• **Übungsmaterial**
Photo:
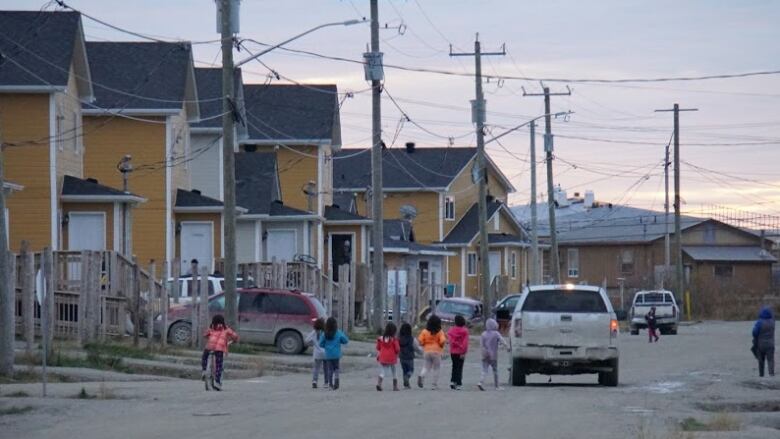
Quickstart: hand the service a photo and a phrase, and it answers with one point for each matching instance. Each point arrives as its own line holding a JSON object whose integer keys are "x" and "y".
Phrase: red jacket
{"x": 388, "y": 350}
{"x": 459, "y": 340}
{"x": 218, "y": 338}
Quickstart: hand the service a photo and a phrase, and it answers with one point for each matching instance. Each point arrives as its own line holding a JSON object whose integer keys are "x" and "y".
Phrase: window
{"x": 471, "y": 264}
{"x": 449, "y": 209}
{"x": 569, "y": 301}
{"x": 288, "y": 304}
{"x": 513, "y": 265}
{"x": 627, "y": 261}
{"x": 723, "y": 270}
{"x": 573, "y": 262}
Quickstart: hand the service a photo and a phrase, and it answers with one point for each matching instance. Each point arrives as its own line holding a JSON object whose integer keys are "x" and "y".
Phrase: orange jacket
{"x": 219, "y": 338}
{"x": 432, "y": 342}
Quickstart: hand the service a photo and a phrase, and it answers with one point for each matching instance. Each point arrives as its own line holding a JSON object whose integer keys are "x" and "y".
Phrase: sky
{"x": 613, "y": 143}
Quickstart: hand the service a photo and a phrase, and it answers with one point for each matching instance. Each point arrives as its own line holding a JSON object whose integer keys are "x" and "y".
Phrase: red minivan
{"x": 265, "y": 316}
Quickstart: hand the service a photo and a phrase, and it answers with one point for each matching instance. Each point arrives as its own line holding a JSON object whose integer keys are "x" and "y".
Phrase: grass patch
{"x": 719, "y": 422}
{"x": 15, "y": 410}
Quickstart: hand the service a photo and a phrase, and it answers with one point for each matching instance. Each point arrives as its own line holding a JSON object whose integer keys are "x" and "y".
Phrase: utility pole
{"x": 535, "y": 275}
{"x": 677, "y": 220}
{"x": 555, "y": 269}
{"x": 227, "y": 29}
{"x": 480, "y": 174}
{"x": 375, "y": 74}
{"x": 7, "y": 293}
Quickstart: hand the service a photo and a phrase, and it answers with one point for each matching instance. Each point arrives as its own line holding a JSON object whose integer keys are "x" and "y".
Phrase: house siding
{"x": 23, "y": 118}
{"x": 108, "y": 139}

• **Aufgabe**
Zieh aus dem Material jede Zeile heraus, in der das Wort „jacket“ vorkommt.

• **Antwort zur Aufgabe**
Phrase: red jacket
Phrase: orange jacket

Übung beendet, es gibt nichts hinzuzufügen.